- Document section -
Development and characterization of a handheld radiation detector for radio-guided surgery

The current state-of-the-art breast surgery uses radioactive brachytherapy sources to indicate the center of the tumor and possibly a few points on the periphery as seen on mammography. Since such guidance is very coarse, tumor free margins are not achievable in many cases and a re-excision procedure is often required. Better radiation guidance (radio-guidance) could come from labelling cancer cells directly with a radionuclide, such as the agent CLR1404. The agent CLR1404 is taken up by breast cancer cells but not normal cells and, labelled with radioactive I-123, could image the whole tumor, not just points. Tc-99m-labelled nanoparticles are used to locate sentinel lymph nodes. Simultaneous detection and differentiation of the photon energies 159 keV from I-123 and 141 keV from Tc-99m requires a radiation detector with high energy resolution and sufficient efficiency. This report involves the design, development and characterization of such a handheld radiation detector. Following the design and integration of the detector, the main characteristics of the detector, such as energy resolution, photopeak efficiency and response at different source-to-detector distances were investigated experimentally. Energy resolution of the detector was found to be less than 10 keV (FWHM) at energies below 159 keV, which allowed discerning the radiation from the two radionuclides. Energy spectra of the radioactive sources acquired experimentally were compared to those simulated in Monte Carlo N-Particle Transport Code (MCNP6X). The detector developed was found to be promising for radiation-guided surgery applications.

- Entries supplied -
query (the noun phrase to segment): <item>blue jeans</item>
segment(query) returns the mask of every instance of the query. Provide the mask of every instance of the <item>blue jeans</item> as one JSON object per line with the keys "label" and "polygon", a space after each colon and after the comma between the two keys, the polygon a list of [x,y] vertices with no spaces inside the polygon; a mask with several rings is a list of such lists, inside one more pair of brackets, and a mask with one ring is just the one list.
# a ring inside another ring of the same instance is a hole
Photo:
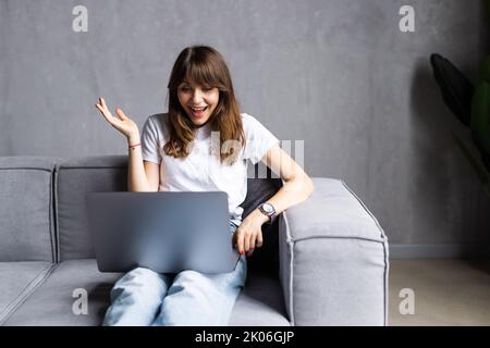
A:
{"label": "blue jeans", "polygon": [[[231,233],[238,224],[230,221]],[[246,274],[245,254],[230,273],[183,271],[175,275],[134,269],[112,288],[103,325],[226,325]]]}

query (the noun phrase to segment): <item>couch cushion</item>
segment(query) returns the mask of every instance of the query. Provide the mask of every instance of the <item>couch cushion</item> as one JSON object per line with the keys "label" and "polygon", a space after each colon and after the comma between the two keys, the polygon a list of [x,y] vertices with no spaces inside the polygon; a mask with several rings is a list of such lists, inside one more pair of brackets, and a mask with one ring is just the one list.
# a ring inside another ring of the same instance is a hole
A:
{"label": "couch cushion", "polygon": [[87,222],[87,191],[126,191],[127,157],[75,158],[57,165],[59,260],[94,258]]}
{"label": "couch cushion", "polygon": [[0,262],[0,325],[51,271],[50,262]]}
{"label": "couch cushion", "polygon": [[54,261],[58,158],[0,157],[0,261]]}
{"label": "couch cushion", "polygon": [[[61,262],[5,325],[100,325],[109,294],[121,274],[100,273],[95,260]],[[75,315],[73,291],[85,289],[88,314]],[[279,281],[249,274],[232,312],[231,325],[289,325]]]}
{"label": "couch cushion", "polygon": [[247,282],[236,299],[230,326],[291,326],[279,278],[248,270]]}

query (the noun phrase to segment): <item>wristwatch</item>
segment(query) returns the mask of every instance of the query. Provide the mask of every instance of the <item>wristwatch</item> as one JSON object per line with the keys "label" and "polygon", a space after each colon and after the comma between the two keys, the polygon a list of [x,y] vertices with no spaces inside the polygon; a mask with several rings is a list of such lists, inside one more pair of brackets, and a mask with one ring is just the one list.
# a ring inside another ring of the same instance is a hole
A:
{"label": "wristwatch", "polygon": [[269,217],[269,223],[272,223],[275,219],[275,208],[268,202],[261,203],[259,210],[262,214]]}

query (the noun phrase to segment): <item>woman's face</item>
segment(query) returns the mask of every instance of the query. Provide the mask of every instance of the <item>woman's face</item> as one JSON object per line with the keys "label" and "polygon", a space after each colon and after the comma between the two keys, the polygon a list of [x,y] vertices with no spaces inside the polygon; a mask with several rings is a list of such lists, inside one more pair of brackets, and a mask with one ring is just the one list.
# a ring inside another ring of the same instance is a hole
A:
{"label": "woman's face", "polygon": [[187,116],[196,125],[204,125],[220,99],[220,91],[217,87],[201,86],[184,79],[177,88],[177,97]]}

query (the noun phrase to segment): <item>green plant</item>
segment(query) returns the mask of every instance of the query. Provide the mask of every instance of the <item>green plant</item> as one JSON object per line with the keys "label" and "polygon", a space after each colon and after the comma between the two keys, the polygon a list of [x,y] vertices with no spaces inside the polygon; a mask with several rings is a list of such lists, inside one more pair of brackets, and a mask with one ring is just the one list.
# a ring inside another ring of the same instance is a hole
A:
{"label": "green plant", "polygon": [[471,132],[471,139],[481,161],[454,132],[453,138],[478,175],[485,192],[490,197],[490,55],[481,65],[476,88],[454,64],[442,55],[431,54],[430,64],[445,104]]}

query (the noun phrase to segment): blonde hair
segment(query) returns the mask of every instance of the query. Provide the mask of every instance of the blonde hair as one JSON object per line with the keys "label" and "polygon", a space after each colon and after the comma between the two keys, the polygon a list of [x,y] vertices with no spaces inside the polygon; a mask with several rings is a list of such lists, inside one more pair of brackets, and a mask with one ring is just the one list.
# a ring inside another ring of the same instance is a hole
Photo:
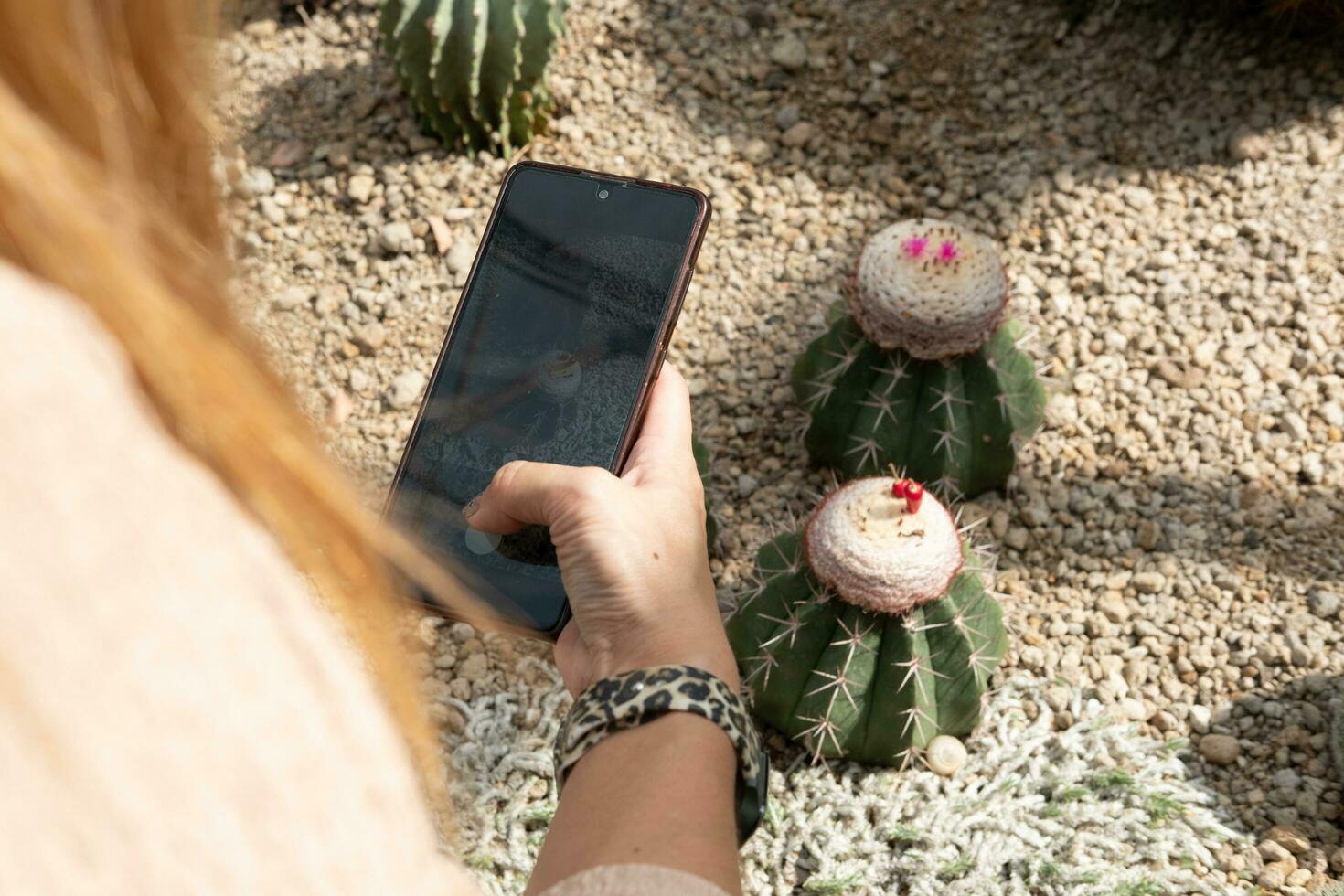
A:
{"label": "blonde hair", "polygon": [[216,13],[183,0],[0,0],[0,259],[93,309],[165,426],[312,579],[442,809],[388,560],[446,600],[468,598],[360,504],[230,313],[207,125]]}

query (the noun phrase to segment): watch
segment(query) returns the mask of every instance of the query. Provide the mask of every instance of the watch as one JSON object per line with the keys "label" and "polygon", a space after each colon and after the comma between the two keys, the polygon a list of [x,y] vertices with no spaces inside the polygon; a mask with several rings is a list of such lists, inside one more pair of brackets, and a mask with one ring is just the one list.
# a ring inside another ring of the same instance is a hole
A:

- Actions to take -
a) Translate this sentence from the detector abstract into Spanish: "The detector developed was found to be promising for radiation-guided surgery applications."
b) According to the detector abstract, what energy resolution did the detector show at energies below 159 keV?

- Task-by-task results -
a) El detector desarrollado resultó prometedor para aplicaciones de cirugía guiada por radiación.

b) Less than 10 keV (FWHM).